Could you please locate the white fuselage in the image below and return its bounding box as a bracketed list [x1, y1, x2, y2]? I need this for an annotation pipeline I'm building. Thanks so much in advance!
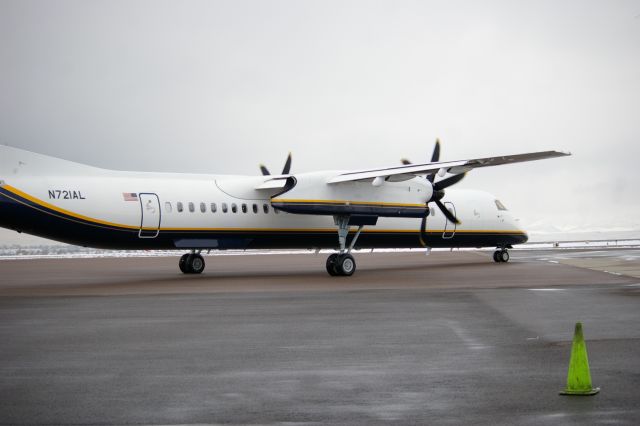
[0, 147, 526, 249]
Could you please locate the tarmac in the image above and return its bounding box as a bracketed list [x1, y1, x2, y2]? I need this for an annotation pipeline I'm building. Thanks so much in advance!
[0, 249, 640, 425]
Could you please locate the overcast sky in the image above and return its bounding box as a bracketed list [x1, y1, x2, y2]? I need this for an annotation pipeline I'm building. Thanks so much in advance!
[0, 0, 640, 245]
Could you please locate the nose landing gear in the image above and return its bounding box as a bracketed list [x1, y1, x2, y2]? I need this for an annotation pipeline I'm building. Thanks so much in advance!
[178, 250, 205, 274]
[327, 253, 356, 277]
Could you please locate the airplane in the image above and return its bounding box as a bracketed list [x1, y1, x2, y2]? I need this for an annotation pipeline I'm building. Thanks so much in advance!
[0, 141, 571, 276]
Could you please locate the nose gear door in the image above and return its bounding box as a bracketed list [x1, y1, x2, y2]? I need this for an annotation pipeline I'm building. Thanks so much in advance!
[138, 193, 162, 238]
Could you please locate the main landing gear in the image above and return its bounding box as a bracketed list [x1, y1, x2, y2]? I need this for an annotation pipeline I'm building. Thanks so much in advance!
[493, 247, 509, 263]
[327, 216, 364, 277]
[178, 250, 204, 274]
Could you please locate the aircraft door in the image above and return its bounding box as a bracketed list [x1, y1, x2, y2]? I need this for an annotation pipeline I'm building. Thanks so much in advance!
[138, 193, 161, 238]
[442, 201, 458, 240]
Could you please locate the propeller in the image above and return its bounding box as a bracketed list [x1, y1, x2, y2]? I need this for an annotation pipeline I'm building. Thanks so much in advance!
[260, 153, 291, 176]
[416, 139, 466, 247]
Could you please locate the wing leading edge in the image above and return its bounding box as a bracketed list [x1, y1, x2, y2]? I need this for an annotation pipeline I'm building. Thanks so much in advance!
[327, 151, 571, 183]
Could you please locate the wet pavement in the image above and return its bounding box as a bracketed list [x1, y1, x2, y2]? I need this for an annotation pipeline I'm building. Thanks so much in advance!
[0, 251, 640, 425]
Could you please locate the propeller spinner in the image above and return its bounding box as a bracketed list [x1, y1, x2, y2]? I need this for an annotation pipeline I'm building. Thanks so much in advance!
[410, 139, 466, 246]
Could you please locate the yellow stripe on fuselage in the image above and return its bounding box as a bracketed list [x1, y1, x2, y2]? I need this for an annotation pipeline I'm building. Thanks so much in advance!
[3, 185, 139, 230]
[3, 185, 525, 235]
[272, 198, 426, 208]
--- --- ---
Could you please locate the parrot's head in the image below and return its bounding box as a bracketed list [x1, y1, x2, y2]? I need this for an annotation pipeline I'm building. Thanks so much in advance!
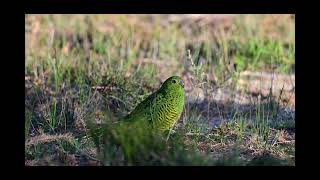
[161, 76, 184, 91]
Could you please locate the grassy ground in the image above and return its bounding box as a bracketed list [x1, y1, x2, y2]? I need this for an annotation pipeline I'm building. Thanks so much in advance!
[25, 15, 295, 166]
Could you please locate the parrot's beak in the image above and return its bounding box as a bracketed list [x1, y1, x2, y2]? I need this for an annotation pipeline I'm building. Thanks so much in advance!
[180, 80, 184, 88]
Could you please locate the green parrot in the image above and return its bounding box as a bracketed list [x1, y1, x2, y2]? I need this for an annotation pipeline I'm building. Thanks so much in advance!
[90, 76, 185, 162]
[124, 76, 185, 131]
--- --- ---
→ **Work to do**: Reproduce the records above without any change, starting at the line that contains "Could you please locate the airplane" and ending at the line that contains "[410, 139, 466, 246]", with both of those lines included.

→ **Output for this exercise**:
Could you please locate the airplane in the image above and return its bounding box as a bracketed list [x1, y1, x2, y2]? I need this for an annotation pipeline I'm building. Thanks so much in advance!
[0, 141, 571, 276]
Could you please locate the nose gear door in the image above and return its bounding box as a bracketed list [x1, y1, x2, y2]? I need this for an annotation pipeline I'm building. Thanks so much in advance!
[138, 193, 162, 238]
Could you please locate the main landing gear in the image above and return its bounding box as a bracketed list [x1, y1, x2, y2]? I need this for an annotation pipeline I'm building. Thanks so much in advance!
[493, 247, 509, 263]
[327, 216, 364, 277]
[178, 250, 204, 274]
Could you please locate the aircraft door in the image above and return its bounding box as a bracketed list [x1, y1, x2, y2]? I need this for an annotation pipeline I'm building. Thanks so much in advance!
[138, 193, 161, 238]
[442, 201, 458, 240]
Could you please locate the propeller in the image above and return its bounding box as a bracketed list [x1, y1, x2, y2]? I need this for an annotation pipeline I'm building. Thanks so much in advance!
[260, 153, 291, 176]
[416, 139, 466, 247]
Could you please locate the wing leading edge in the image above and return its bounding box as a bracketed list [x1, y1, x2, y2]? I need this for an annotation pipeline I'm building. Thanks so much in advance!
[327, 151, 571, 183]
Could you please locate the wet pavement in the image above and return its bounding box as a bracketed list [x1, y1, x2, y2]? I need this for an annotation pipeline I'm building. Thanks so much in advance!
[0, 251, 640, 425]
Could you please locate the propeller spinner in the image above and return its bounding box as a bracketed list [x1, y1, x2, y2]? I need this for an annotation pipeline I'm building. Thanks so much in advance!
[410, 139, 466, 246]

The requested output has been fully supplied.